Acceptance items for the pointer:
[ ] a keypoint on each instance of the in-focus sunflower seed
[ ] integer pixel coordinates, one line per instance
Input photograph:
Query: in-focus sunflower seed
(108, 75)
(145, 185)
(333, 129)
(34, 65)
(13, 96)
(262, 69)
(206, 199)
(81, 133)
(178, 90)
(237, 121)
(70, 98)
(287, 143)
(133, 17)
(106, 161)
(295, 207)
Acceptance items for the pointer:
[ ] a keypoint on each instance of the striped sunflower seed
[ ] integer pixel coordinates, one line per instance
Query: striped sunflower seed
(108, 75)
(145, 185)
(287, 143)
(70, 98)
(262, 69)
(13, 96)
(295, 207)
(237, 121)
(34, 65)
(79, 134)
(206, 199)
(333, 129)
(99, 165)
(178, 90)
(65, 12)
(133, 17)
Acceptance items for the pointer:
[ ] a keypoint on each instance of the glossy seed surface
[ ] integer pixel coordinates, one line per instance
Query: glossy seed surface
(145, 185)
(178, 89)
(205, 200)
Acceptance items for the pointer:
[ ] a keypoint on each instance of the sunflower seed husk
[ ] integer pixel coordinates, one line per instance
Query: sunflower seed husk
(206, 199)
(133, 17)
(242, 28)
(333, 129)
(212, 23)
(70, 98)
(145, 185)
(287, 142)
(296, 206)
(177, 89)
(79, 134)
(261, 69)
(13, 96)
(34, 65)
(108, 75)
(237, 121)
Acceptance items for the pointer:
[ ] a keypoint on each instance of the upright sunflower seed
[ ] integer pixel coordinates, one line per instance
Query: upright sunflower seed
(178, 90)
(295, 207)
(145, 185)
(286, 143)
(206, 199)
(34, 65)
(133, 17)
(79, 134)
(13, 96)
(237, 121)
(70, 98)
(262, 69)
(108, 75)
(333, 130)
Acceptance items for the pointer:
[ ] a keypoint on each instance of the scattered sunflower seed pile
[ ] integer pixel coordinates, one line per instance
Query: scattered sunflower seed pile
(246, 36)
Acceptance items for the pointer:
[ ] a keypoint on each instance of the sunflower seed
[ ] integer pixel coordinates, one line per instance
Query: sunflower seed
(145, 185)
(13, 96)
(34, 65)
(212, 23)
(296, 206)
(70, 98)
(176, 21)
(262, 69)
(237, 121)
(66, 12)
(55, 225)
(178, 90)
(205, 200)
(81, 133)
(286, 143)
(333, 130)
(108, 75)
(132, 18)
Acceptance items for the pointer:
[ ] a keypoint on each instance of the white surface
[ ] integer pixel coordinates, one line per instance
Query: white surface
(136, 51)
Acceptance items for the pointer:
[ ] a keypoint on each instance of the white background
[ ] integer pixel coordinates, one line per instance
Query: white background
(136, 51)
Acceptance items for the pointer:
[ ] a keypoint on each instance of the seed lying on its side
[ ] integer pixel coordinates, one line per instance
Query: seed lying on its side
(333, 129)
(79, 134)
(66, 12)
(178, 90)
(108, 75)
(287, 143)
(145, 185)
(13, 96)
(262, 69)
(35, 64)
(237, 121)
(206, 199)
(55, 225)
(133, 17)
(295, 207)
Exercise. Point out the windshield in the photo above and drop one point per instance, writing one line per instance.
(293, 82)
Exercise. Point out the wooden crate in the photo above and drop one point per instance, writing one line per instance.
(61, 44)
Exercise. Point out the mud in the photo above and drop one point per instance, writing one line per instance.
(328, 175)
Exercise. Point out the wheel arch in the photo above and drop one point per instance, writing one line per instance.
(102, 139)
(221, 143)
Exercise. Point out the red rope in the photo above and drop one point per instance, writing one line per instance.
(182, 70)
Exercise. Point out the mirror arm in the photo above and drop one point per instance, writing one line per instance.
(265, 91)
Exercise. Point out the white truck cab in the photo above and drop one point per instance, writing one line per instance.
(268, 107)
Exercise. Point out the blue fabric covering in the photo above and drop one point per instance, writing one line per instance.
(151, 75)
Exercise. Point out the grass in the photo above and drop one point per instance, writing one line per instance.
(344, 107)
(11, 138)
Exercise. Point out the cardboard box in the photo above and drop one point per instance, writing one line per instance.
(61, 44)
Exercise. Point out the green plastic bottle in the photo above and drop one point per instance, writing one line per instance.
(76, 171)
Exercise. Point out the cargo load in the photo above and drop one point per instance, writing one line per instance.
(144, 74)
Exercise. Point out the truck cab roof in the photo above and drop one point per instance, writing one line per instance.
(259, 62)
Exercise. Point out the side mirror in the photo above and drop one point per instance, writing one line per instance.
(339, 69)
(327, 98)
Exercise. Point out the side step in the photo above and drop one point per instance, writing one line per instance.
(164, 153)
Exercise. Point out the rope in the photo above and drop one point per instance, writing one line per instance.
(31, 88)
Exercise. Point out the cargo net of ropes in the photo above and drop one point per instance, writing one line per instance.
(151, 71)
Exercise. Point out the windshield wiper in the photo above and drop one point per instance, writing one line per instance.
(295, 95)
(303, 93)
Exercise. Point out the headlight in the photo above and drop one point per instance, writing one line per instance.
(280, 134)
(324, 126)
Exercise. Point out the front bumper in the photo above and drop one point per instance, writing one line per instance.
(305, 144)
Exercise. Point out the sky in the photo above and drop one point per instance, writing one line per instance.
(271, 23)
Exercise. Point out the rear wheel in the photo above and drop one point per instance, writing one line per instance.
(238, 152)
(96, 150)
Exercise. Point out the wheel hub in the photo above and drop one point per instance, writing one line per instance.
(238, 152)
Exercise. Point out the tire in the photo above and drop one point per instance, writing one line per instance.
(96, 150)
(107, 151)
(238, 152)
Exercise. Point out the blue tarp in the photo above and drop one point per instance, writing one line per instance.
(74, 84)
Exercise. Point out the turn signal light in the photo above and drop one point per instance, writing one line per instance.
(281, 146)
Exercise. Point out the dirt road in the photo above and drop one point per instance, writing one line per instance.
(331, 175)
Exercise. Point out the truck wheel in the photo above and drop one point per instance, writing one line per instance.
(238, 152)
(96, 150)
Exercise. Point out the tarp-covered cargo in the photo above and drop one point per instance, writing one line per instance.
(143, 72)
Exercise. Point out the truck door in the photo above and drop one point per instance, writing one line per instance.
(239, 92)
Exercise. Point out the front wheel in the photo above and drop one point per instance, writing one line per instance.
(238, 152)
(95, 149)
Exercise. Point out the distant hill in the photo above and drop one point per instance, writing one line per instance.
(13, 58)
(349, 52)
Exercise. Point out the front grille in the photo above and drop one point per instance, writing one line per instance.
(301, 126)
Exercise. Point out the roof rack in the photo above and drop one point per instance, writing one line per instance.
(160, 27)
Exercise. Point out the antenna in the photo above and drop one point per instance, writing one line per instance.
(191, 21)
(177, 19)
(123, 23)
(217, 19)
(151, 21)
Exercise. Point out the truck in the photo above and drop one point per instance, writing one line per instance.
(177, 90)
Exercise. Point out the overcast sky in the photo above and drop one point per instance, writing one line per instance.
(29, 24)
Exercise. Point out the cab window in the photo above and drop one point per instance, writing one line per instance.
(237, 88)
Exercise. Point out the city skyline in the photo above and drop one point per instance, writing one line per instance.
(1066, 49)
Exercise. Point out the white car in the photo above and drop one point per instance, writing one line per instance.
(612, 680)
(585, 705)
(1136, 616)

────────────────────

Please give all the entries above again, exactly as they stand.

Task result ▸
Acceptance items for the pointer:
[ ] a keypoint on each instance of the in-focus sunflower seed
[ ] integer pixel coordinates, one line per instance
Input photograph:
Query: in-focus sunflower seed
(108, 75)
(145, 185)
(333, 129)
(34, 65)
(13, 96)
(262, 69)
(206, 199)
(81, 133)
(178, 90)
(237, 121)
(70, 98)
(287, 143)
(133, 17)
(106, 161)
(295, 207)
Acceptance items for the pointer:
[ ] a keypoint on each instance of the striped sunflower seed
[ ] integer pixel coordinates, one line per instance
Query: striped sunflower seed
(108, 75)
(145, 185)
(287, 143)
(70, 98)
(262, 69)
(13, 96)
(295, 207)
(237, 121)
(34, 65)
(79, 134)
(206, 199)
(333, 129)
(99, 165)
(178, 90)
(65, 12)
(133, 17)
Acceptance items for the pointer:
[ ] a keypoint on each instance of the glossy seed surface
[ ] integer pixel coordinates, one line per instance
Query: glossy seed surface
(145, 185)
(178, 89)
(205, 200)
Acceptance items for the pointer:
[ ] a keypoint on each instance of the sunflower seed husk
[ ] integer pixel coordinates, one line per instance
Query: sunflower seed husk
(206, 199)
(133, 17)
(242, 28)
(333, 129)
(212, 23)
(70, 98)
(145, 185)
(287, 142)
(296, 206)
(177, 89)
(79, 134)
(261, 69)
(13, 96)
(34, 65)
(108, 75)
(237, 121)
Acceptance items for the pointer:
[ ] a keypoint on each instance of the upright sunflower seed
[ ] integer pixel coordinates, one line per instance
Query: upright sunflower seed
(178, 90)
(295, 207)
(145, 185)
(286, 143)
(206, 199)
(34, 65)
(133, 17)
(79, 134)
(13, 96)
(237, 121)
(70, 98)
(262, 69)
(108, 75)
(333, 130)
Acceptance items for the pointer:
[ ] a keypoint on each instance of the scattered sunflower seed pile
[ ] integer pixel coordinates, one line per instance
Query: scattered sunflower seed pile
(246, 36)
Acceptance items for the pointer:
[ ] a keypoint on each instance of the sunflower seed
[ ] integer pixel coordinates, one line per instance
Query: sunflower seed
(145, 185)
(13, 96)
(34, 65)
(212, 23)
(296, 206)
(70, 98)
(176, 21)
(262, 69)
(237, 121)
(66, 12)
(55, 225)
(178, 90)
(205, 200)
(81, 133)
(286, 143)
(333, 130)
(108, 75)
(132, 18)
Acceptance items for the pointer:
[ ] a keypoint on each instance of the white surface
[ ] integer pixel coordinates, one line per instance
Query: white surface
(136, 51)
Acceptance items for the pointer:
[ ] a keypoint on each instance of the white background
[ ] integer pixel coordinates, one line per instance
Query: white background
(136, 51)
Acceptance items for the pointer:
[ ] a keypoint on each instance of the seed lying on its side
[ ] integer pixel coordinates, one line per instance
Query: seed lying on its side
(333, 129)
(79, 134)
(66, 12)
(178, 90)
(108, 75)
(287, 143)
(145, 185)
(13, 96)
(262, 69)
(35, 64)
(237, 121)
(206, 199)
(55, 225)
(133, 17)
(295, 207)
Exercise. Point out the windshield in the photo above and drop one point per instance, writing one line per instance.
(293, 82)
Exercise. Point out the wooden crate in the photo above and drop one point per instance, writing one line per instance.
(61, 44)
Exercise. Point out the mud in the photo above and drop one point per instance, writing one line per instance.
(328, 175)
Exercise. Point out the wheel arch in the photo above and drop one point per instance, writing one line per instance.
(102, 139)
(221, 143)
Exercise. Point out the red rope in the photo above and drop one point per instance, writing one line per instance.
(182, 70)
Exercise. Point out the mirror arm in the photo above and drop one point per instance, writing one line per instance.
(265, 91)
Exercise. Point out the white truck cab in the photo above and drop one point per instance, writing one line per instance.
(268, 107)
Exercise. Point out the blue fabric covering in the photo above and drop one point per instance, writing one line per instance.
(151, 75)
Exercise. Point out the grass in the photo above and drop one point per instance, writing one line per instance.
(344, 107)
(11, 138)
Exercise. Point out the cardboard box in the photo above and drop one point per instance, writing one line per instance.
(61, 44)
Exercise. Point out the green plastic bottle in the photo above and drop one point per instance, writing one line per instance.
(76, 171)
Exercise. Point out the cargo load in the photo above and drop one point per instance, writing one line per instance.
(144, 74)
Exercise. Point out the truck cab roof in the photo above and drop one point per instance, writing one line per instance.
(259, 62)
Exercise. Point out the side mirror in the photo above and drop one point per instance, writing one line per instance.
(339, 69)
(327, 98)
Exercise. Point out the side step in the photo above and drop one point per instance, writing one line per instance.
(164, 153)
Exercise. Point out the rope in the photo above and drop one point per instance, writing one line per instance.
(31, 88)
Exercise. Point out the cargo net of ropes in the photo above and drop one point per instance, writing one line per instance.
(151, 71)
Exercise. Point out the windshield wiper in the photo above and drop one point per instance, writing one line per instance.
(295, 95)
(303, 93)
Exercise. Point out the headlight in the photo above and drop one point per instance, writing one line per instance.
(280, 134)
(324, 126)
Exercise. Point out the front bumper in the photo above and drop one point per instance, writing one line per instance.
(305, 144)
Exercise. Point out the sky in the photo above and drop one point per instance, writing one line per instance.
(271, 23)
Exercise. Point out the rear wheel in the photo above and drop one point per instance, writing one line per instance.
(238, 152)
(96, 150)
Exercise. Point out the wheel hub in the photo above and drop one point per instance, writing one line per instance.
(238, 152)
Exercise. Point out the tire in the photo above and drop one point per instance, writing one line per instance.
(96, 150)
(107, 151)
(238, 152)
Exercise. Point out the blue tarp in the photo above and drop one point per instance, writing one line per instance.
(74, 84)
Exercise. Point out the turn signal light in the photo above and drop one point per instance, writing one line per instance.
(281, 146)
Exercise. Point out the dirt road in the photo above and drop one point per instance, writing one line per instance.
(331, 175)
Exercise. Point out the truck wheel in the photo above and drop one point per instance, writing one line per instance.
(238, 152)
(96, 150)
Exercise. Point out the tarp-covered cargo in the photo above and drop one point per instance, writing one line per instance.
(143, 72)
Exercise. Point out the truck door in the photo above and drop one point per instance, writing one line per instance.
(239, 92)
Exercise. Point out the front wheel in the photo above and drop one point per instance, writing one line per instance.
(238, 152)
(95, 149)
Exercise. Point out the distant hill in the photo above and drop one point per instance, writing one line per instance.
(13, 58)
(349, 52)
Exercise. Point out the front grille in the photo above and drop one point per instance, writing one line per instance.
(301, 126)
Exercise. Point out the roof rack in the photo above and drop one point per instance, writing one line per instance.
(160, 27)
Exercise. Point out the antenna in the photo above and drop one point per instance, writing one line per instance.
(191, 21)
(177, 19)
(123, 23)
(217, 19)
(151, 21)
Exercise. Point out the truck in the photo above and drop one point per instance, writing one line per instance.
(177, 90)
Exercise. Point out the overcast sky in the photo above and drop one point per instance, writing one line per instance.
(29, 24)
Exercise. Point out the cab window in the photo above and drop one point per instance, writing one line per instance.
(237, 88)
Exercise. Point out the city skyline in the photo above and drop one point per instance, writing one line per instance.
(1066, 49)
Exercise. Point out the white car in the photo above and drop one point per instance, writing one line per instance.
(612, 680)
(585, 705)
(1136, 616)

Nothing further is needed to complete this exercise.